## Task prompt
Set down each line of the listing below exactly as it is written.

Start of Block

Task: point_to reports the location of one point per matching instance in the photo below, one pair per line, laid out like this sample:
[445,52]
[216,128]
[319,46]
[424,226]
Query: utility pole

End of Block

## Answer for this exercise
Task: point_to reports the location of one point per matching instance in the photo below, one pair per line, laid out like this sample:
[445,52]
[216,128]
[319,46]
[424,226]
Query: utility pole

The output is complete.